◆ Texte présenté
────────────────

Publié le 22 avril 2021 par Fabrice Mazoir, mis à jour le 27 décembre 2023

Dans le secret des cours intérieures…

Entrez dans l’envers du décor du centre historique

Les cours intérieures, une particularité rennaise
Destination Rennes – Julien Mignot

Lyon a ses traboules, Séville ses patios et Rennes… ses cours intérieures. Une curiosité du patrimoine local qui se dévoile à l’occasion de visites guidées. Bienvenue dans l’envers du décor.

Derrière les façades une Rennes intime et colorée se dévoile

Derrière les portes cochères, il existe tout un monde, une sorte de ville parallèle, à l’abri des regards et de l’animation des rues piétonnes du centre historique. Les cours intérieures rennaises sont étroitement liées à la manière dont la ville s’est construite au Moyen Âge, à l’intérieur des remparts. Des trésors cachés qui font partie de l’histoire architecturale de Rennes…

Photo : nos curieux voyageurs

« La particularité des cours intérieures rennaises, au-delà de leur nombre, c’est la mixité des ambiances. C’est une Rennes intime et colorée qui se dévoile à l’occasion de nos visites guidées qui permettent de jouer au passe-muraille, de voir ce qui est caché derrière les façades : les cours intérieures mais aussi les cages d’escaliers » raconte Gilles Brohan, Animateur de l’architecture et du patrimoine à l’Office de tourisme de Rennes Métropole.

────────────────

◆ Données affichées
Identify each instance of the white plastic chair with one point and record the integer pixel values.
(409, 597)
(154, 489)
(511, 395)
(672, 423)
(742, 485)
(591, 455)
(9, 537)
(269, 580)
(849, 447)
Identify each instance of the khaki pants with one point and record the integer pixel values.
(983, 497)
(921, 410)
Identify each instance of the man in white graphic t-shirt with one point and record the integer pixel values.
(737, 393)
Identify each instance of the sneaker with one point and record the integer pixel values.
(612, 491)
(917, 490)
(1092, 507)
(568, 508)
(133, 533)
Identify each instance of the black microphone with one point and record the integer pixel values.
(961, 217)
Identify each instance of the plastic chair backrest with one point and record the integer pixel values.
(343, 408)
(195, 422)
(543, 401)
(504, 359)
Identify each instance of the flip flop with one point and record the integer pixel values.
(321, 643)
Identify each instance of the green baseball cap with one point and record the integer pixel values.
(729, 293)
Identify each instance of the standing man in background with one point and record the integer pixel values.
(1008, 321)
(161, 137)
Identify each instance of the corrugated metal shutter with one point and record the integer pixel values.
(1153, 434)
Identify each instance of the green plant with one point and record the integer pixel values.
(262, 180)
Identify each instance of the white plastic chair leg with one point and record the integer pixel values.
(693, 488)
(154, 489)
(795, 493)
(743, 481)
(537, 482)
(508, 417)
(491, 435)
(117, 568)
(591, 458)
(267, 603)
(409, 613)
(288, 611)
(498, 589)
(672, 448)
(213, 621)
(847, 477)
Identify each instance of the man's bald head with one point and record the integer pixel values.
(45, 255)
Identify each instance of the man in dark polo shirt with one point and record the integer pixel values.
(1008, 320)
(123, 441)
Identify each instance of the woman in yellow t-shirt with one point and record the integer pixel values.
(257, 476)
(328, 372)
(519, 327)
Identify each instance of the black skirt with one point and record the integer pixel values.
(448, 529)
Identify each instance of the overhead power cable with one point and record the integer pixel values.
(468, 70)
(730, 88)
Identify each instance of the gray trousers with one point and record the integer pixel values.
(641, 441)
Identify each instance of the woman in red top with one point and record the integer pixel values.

────────────────

◆ Consigne
Répondez, s'il vous plaît, à ces questions sur le texte consacré aux cours intérieures de Rennes :
1. Quelles particularités de Lyon et de Séville sont mises en parallèle avec les cours intérieures rennaises ?
2. À quelle époque et à quel endroit la construction de la ville liée à ces cours a-t-elle eu lieu ?
3. Quelle fonction occupe Gilles Brohan ?

◆ Corrigé
1. Les traboules de Lyon et les patios de Séville.
2. Au Moyen Âge, à l'intérieur des remparts.
3. Il est animateur de l'architecture et du patrimoine à l'Office de tourisme de Rennes Métropole.